Payment Depot offers transparent and affordable credit card processing fees. We have no hidden costs and don’t mark up interchange rates like other merchant service providers. To see how much you could be saving, contact Payment Depot today.


How do convenience fees differ from credit card surcharges?

Surcharge fees

Credit card surcharges are an additional fee—above your regular price—that you charge customers for using a credit card. So, if your product costs $100 and has a 4% surcharge, the cardholder would be charged $104 if paying by credit card. The increased transaction amount is pre-programmed into your point of sale system and unable to be altered.

Surcharge rules also vary by state. For example, California, Colorado, Connecticut, Florida, Kansas, Maine, Massachusetts, New York, Oklahoma, and Texas don’t allow merchants to add surcharges.

Convenience fees

Convenience fees, on the other hand, are optional charges that you can add to the total purchase price if someone pays using a non-standard payment method. So, if your product costs $100 and has a $3 convenience fee, the customer would still be charged $100 if they choose standard payment options, such as cash, ACH, prepaid, or debit card.

Are convenience fees legal in all states?

As mentioned above, surcharge fees are illegal in some states, but convenience fees are not. This is because convenience fees are not added to the product’s regular price. It’s a reasonable offer to the cardholder that clearly reflects that the fee is not to make extra money. It’s merely a way to encourage another payment channel to offset or avoid the card processing charge.

Can I charge a convenience fee for online purchases?

Yes. You can charge a convenience fee for any type of purchase, including in-store, over the phone, and online.

Can I charge a convenience fee for all credit card transactions?

You can only charge a convenience fee if the cardholder is using a credit card and if they have been given the option to use another payment method, such as cash or debit.

*GIVEN EXERCISE 1:* Transcribe the part of the passage on convenience fees that starts at "Can I charge a convenience fee for online" and ends at "credit card transactions?".

*RECORDS:*

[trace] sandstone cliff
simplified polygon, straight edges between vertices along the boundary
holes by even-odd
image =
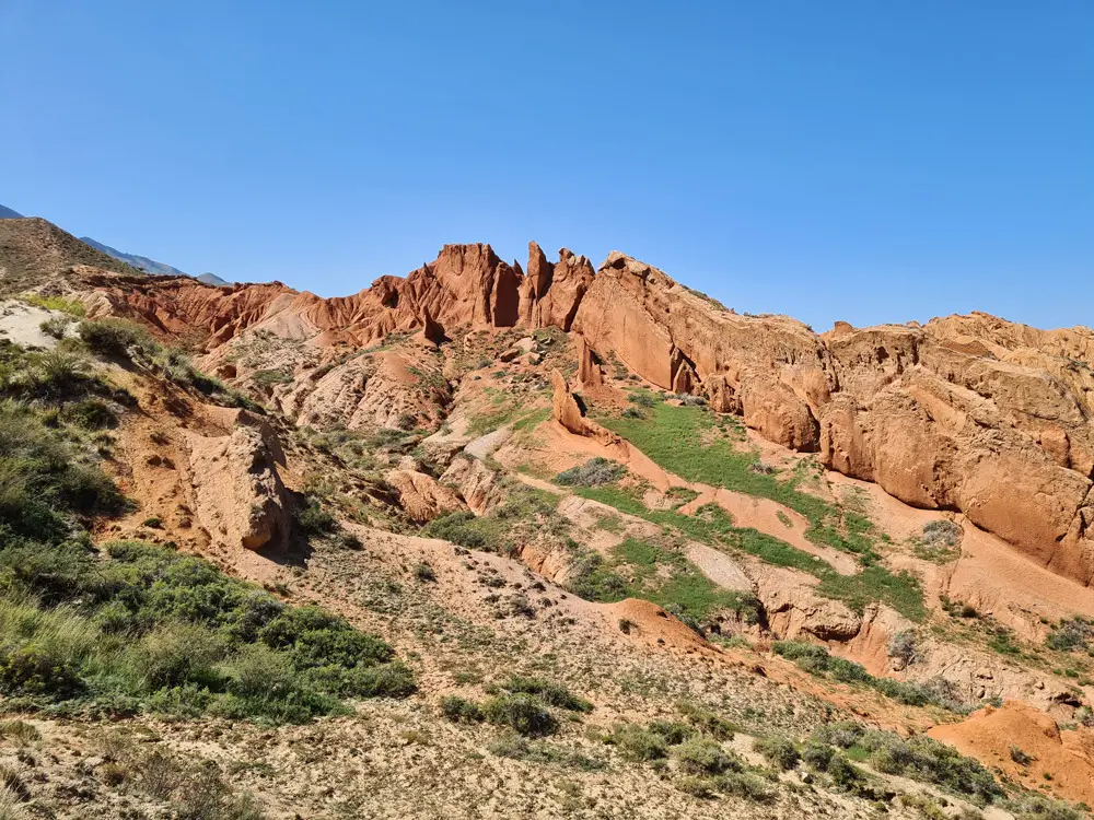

--

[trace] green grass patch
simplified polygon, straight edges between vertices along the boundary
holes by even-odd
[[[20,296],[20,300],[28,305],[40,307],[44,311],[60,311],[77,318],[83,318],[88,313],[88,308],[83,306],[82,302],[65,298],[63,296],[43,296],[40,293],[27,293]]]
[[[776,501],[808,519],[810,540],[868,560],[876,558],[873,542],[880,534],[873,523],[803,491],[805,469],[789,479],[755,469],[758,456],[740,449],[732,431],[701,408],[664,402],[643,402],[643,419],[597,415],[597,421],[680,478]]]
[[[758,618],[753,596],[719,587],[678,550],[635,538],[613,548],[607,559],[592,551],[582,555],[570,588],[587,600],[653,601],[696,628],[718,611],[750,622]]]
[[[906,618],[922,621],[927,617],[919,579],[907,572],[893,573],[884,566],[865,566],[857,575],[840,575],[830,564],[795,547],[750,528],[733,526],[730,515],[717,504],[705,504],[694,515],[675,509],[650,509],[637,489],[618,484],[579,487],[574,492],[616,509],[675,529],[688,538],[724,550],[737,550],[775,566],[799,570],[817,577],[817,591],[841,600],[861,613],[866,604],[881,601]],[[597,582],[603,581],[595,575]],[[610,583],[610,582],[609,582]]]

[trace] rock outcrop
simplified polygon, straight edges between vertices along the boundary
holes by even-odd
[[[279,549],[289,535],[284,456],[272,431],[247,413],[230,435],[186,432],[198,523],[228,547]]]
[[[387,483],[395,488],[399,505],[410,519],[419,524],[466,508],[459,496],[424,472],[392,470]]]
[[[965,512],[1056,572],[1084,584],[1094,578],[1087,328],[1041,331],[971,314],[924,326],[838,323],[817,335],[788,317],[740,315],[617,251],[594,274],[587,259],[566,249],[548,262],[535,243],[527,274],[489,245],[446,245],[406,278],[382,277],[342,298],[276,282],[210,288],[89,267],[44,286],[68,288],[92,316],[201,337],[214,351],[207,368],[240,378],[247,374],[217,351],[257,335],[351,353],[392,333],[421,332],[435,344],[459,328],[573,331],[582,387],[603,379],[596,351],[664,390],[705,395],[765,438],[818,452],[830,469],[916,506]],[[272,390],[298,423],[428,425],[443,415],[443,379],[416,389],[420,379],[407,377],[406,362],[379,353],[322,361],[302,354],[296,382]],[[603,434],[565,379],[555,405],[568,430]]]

* * *

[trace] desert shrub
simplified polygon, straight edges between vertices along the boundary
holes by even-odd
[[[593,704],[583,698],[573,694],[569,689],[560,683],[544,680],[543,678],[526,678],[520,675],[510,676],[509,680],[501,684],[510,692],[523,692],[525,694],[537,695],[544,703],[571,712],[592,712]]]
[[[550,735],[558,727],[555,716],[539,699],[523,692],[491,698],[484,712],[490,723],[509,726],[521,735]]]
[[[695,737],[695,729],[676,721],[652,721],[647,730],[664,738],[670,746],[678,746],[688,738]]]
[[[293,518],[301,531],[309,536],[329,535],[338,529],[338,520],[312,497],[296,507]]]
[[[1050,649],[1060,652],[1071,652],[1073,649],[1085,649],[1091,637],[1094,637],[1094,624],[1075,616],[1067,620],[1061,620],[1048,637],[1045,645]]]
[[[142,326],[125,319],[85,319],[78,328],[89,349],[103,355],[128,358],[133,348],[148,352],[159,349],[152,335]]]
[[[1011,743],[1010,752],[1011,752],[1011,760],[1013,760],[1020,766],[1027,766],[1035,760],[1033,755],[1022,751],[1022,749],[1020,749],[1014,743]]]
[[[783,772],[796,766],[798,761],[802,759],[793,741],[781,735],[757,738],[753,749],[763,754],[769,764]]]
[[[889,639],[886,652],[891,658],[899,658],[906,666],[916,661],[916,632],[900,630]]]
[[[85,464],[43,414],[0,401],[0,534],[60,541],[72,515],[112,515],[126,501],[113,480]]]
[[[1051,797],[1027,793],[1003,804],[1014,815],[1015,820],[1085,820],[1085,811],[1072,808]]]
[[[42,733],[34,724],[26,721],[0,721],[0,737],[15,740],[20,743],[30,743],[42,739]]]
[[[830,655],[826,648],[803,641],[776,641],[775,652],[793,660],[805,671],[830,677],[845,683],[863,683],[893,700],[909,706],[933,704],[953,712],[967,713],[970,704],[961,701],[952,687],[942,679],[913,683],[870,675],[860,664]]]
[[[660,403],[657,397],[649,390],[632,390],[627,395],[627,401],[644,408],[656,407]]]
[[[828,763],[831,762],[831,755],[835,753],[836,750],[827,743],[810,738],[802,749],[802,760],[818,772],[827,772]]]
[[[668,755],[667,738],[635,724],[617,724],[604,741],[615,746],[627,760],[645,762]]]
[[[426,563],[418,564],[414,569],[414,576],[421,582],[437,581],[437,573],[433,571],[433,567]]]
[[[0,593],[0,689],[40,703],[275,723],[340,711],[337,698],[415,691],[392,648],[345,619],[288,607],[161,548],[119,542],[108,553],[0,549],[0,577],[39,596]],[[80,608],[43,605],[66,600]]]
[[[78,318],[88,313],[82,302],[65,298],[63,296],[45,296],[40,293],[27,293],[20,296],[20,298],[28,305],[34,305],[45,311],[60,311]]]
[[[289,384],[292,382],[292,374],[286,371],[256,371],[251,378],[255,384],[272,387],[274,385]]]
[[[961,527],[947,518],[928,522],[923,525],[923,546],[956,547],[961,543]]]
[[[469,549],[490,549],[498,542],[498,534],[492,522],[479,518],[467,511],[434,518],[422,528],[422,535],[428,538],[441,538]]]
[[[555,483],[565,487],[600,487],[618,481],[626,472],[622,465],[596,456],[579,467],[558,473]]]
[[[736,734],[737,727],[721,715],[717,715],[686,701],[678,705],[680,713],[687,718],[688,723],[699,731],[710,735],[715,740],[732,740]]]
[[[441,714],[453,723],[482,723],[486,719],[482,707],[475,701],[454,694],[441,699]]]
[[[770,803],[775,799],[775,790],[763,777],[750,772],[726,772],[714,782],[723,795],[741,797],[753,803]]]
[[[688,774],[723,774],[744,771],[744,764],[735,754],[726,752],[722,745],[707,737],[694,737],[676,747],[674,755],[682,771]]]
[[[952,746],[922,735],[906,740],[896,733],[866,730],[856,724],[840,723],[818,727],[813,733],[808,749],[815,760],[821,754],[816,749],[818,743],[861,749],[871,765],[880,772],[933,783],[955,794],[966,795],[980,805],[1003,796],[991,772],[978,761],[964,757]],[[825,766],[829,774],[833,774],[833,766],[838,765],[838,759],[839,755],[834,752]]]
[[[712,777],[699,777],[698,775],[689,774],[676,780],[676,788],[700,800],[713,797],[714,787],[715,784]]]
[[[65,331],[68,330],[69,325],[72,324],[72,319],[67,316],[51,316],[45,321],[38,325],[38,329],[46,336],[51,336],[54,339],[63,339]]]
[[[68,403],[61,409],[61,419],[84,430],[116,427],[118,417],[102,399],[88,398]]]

*GIVEN EXERCISE 2:* How many lines of the records contain the string "trace"? Reply with the number only.

*PROBLEM SOLUTION 1:*
Can I charge a convenience fee for online purchases?

Yes. You can charge a convenience fee for any type of purchase, including in-store, over the phone, and online.

Can I charge a convenience fee for all credit card transactions?

*PROBLEM SOLUTION 2:* 4